▼▼▼
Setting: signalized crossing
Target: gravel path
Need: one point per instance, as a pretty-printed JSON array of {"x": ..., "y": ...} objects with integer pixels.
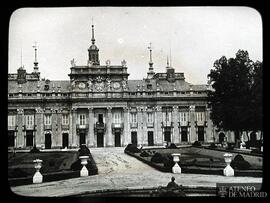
[{"x": 119, "y": 171}]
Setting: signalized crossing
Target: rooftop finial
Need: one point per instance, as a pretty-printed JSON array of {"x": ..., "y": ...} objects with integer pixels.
[
  {"x": 150, "y": 61},
  {"x": 170, "y": 58},
  {"x": 21, "y": 57},
  {"x": 35, "y": 62},
  {"x": 93, "y": 34}
]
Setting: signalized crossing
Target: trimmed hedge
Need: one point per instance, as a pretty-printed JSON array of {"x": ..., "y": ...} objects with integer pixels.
▲▲▲
■ **PROBLEM TO WORK ON**:
Please reproduce each line of the listing above exactly, skipping pictures.

■ **WRITTEN RESPONSE**:
Setting: signalized crossing
Target: gravel path
Need: one point per instance, as a pretty-printed JSON array of {"x": ..., "y": ...} objects with integer pixels.
[{"x": 119, "y": 171}]
Setting: signalized crossing
Target: rooftop finial
Need: one point per instance, as a pretty-printed JSON array of {"x": ..., "y": ...} objects with integer pixels.
[
  {"x": 150, "y": 61},
  {"x": 170, "y": 58},
  {"x": 21, "y": 57},
  {"x": 35, "y": 62},
  {"x": 93, "y": 34}
]
Setting: signalized crossing
Target: trimmed hedge
Need: one point per instance, as a pretty-printed JSON array of {"x": ..., "y": ...} objects with integer pixels.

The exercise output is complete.